■ TASK PROMPT
Show every line in the items below that contains the word "coat", copying each line in full.

■ Pointing dataset excerpts

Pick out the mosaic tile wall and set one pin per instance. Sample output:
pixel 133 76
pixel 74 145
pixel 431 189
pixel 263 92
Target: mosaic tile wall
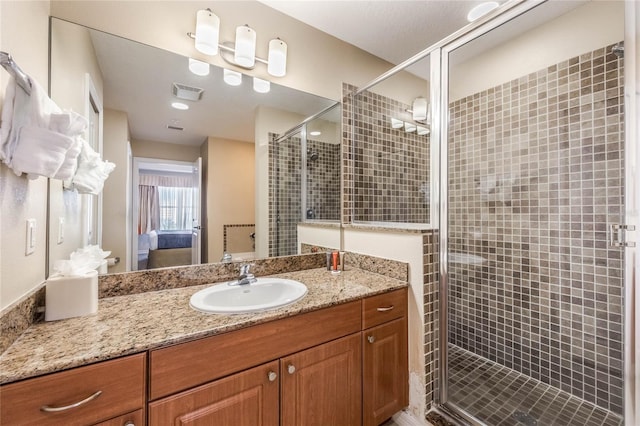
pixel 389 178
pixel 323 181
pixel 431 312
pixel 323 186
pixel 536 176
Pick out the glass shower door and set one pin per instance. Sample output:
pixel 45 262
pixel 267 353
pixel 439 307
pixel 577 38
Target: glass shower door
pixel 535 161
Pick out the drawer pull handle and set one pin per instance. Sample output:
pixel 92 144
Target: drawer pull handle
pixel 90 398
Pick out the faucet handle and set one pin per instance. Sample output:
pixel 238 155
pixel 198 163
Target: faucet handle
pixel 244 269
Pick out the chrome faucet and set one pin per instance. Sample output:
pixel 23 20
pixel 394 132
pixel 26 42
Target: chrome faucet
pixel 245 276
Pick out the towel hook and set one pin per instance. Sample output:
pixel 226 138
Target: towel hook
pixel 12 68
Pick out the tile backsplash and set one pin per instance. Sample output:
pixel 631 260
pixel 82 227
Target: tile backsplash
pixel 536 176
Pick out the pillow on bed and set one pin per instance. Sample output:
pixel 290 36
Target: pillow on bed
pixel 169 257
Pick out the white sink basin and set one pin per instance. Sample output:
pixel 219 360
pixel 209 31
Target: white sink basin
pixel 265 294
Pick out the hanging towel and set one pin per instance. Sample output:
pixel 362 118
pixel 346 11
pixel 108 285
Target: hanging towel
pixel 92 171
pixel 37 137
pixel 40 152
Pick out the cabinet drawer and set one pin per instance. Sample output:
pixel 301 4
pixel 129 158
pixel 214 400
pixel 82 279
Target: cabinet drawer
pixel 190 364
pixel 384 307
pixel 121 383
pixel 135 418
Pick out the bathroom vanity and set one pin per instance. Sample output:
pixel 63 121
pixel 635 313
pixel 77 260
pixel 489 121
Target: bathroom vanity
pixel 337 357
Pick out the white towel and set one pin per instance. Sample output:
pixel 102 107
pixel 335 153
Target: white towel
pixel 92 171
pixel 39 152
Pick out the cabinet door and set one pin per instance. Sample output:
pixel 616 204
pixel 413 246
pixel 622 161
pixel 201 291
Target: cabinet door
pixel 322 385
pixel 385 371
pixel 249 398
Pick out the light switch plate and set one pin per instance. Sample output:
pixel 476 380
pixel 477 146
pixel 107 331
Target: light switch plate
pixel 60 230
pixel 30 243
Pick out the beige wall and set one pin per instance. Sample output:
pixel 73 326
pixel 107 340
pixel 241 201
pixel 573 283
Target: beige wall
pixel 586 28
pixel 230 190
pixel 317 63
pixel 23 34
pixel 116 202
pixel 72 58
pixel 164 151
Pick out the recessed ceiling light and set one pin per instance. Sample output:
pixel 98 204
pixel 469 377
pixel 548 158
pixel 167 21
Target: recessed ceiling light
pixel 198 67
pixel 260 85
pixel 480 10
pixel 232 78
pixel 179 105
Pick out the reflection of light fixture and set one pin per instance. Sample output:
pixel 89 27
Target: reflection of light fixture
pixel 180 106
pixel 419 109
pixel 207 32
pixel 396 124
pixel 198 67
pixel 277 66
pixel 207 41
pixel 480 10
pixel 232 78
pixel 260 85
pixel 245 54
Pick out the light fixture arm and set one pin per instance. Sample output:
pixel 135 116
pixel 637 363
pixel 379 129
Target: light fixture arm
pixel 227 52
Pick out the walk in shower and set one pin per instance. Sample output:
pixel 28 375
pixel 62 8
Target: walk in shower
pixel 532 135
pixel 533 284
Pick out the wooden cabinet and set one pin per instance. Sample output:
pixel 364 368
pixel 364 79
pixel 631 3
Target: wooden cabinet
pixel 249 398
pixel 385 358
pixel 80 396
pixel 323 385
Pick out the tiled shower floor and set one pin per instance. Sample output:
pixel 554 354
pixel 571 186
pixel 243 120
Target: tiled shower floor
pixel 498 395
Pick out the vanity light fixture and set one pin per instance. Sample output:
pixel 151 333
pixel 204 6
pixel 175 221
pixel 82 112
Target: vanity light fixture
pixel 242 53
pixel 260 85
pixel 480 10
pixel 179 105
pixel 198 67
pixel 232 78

---

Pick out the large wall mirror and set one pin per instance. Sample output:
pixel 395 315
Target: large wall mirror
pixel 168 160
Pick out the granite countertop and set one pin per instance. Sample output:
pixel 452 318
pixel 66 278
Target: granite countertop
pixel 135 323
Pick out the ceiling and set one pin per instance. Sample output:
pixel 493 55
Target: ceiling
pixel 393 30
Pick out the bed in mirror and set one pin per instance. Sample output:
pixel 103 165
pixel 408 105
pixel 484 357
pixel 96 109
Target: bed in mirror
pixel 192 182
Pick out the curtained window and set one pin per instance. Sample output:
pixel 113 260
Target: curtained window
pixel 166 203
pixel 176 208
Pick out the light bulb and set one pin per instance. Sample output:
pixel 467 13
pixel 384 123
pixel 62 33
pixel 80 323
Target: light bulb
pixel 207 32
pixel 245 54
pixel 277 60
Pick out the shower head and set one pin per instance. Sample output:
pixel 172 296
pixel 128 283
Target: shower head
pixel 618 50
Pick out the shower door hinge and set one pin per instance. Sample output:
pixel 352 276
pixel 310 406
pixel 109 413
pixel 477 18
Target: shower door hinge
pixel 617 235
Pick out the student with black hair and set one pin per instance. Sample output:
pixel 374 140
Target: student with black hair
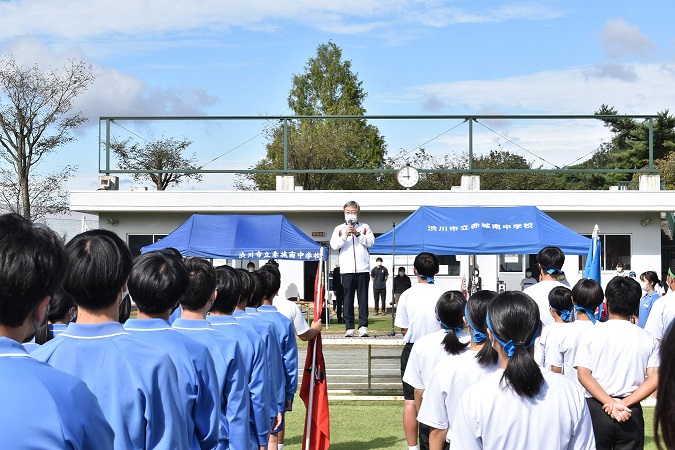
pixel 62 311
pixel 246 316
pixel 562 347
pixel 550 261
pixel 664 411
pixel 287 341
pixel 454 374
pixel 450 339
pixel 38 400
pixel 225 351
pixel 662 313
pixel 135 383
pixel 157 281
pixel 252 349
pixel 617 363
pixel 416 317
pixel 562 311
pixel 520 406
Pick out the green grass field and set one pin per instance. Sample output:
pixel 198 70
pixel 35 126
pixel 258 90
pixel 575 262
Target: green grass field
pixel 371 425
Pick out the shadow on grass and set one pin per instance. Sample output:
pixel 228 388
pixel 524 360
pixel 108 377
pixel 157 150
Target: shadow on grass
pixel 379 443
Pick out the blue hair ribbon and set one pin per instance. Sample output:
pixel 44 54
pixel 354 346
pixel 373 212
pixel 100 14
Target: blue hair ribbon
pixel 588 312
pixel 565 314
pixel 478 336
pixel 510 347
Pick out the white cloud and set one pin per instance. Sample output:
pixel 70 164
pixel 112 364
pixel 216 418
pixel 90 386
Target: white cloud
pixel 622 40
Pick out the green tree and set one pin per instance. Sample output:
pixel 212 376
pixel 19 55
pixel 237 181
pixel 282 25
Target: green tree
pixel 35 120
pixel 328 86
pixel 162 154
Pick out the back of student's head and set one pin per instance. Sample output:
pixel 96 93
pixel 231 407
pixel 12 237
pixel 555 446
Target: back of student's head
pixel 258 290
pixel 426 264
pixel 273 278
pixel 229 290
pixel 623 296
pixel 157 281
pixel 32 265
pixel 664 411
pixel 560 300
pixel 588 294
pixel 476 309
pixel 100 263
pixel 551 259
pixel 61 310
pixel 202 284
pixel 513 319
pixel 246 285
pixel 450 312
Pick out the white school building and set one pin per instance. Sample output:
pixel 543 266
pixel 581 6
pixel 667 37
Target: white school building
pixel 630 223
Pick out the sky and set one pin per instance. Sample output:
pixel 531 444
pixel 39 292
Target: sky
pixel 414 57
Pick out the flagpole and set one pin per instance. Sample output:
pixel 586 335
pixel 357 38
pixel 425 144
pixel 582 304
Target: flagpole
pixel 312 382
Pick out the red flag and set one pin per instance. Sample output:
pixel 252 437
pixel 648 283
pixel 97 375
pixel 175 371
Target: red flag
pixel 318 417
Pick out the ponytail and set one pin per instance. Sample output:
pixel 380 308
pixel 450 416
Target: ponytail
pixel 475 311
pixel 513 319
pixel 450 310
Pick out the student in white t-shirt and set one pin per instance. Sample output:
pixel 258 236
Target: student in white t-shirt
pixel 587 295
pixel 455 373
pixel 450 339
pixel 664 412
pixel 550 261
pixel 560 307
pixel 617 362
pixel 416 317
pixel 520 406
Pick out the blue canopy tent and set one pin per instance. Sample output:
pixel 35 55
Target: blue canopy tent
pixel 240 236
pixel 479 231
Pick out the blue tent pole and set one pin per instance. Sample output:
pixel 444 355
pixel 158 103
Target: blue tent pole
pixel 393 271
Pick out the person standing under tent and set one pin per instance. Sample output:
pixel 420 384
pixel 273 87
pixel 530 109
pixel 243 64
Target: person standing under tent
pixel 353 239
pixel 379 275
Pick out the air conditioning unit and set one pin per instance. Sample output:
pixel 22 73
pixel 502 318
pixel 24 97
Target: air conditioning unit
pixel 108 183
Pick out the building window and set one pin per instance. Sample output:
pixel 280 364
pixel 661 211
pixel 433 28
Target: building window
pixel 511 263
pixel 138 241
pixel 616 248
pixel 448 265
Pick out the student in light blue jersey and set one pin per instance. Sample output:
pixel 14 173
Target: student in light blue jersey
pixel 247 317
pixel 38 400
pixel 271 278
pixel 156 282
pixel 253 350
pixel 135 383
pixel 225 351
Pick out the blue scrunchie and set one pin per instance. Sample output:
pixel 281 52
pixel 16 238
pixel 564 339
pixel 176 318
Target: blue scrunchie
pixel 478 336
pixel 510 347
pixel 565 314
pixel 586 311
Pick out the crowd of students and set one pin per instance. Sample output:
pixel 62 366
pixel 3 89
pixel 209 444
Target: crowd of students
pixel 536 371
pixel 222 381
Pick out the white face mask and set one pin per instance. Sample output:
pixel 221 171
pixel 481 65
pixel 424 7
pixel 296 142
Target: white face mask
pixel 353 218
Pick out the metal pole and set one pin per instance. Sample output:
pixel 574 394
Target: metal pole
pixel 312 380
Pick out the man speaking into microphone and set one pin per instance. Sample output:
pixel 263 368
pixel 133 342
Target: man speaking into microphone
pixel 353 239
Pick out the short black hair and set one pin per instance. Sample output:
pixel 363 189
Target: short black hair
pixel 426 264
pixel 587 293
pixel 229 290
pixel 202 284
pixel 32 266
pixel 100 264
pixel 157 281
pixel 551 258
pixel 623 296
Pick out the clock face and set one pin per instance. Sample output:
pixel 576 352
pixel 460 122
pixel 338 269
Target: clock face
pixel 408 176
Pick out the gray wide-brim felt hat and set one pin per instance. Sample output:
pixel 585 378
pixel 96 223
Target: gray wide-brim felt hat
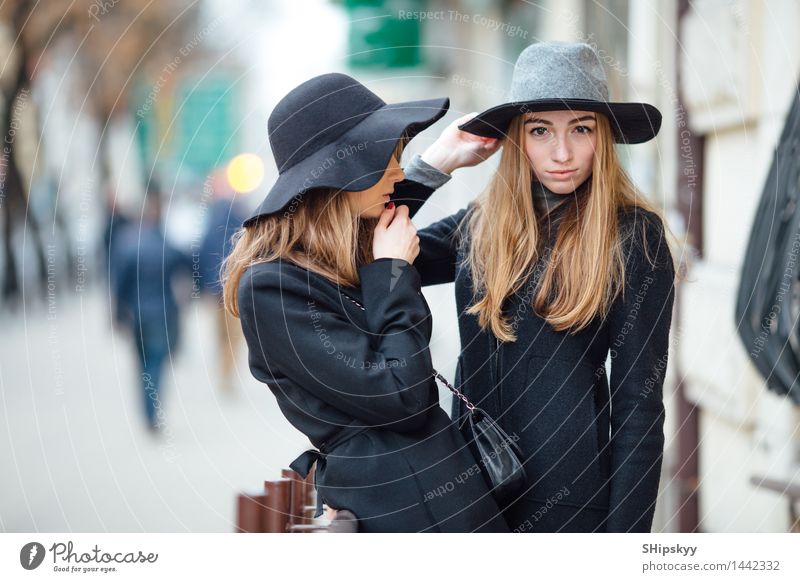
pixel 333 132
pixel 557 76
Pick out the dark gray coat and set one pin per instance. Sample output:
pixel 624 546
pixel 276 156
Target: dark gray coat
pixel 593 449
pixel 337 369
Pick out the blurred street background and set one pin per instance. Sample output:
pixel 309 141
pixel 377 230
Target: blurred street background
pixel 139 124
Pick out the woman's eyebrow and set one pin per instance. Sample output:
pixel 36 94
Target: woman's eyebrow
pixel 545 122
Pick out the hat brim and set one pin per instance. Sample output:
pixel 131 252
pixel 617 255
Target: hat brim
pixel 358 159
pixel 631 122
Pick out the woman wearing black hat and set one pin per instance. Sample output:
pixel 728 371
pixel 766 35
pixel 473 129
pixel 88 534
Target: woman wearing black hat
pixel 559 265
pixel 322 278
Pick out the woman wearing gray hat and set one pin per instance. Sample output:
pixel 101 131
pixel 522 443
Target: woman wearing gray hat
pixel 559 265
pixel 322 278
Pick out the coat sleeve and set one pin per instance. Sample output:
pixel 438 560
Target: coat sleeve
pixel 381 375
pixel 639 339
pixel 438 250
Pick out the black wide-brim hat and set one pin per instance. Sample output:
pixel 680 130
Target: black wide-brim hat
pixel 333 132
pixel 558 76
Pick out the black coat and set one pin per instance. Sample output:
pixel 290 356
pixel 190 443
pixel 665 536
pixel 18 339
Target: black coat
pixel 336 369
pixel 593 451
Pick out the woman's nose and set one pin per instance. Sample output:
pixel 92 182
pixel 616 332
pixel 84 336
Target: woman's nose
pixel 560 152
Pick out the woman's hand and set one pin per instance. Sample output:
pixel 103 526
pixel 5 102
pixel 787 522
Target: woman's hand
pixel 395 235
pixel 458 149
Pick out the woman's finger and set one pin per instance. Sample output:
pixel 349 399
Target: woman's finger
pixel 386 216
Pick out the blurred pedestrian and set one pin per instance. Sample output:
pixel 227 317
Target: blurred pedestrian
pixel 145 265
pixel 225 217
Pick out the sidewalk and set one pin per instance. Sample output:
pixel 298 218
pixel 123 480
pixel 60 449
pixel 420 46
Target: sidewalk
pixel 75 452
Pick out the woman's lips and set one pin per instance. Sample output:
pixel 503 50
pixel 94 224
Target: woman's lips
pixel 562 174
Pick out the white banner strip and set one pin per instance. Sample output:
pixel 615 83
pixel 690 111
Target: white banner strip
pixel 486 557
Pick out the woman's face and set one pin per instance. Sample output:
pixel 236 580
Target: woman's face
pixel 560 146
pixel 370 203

■ IN RESPONSE
Pick out the dark gray coat and set one pin per instance. Sample output:
Target: dark gray coat
Pick out the coat sleeve and set one pin per instance. Sample output:
Target: coat sleeve
Pick out the black coat and set one pin per instance. Sample output:
Target: black coat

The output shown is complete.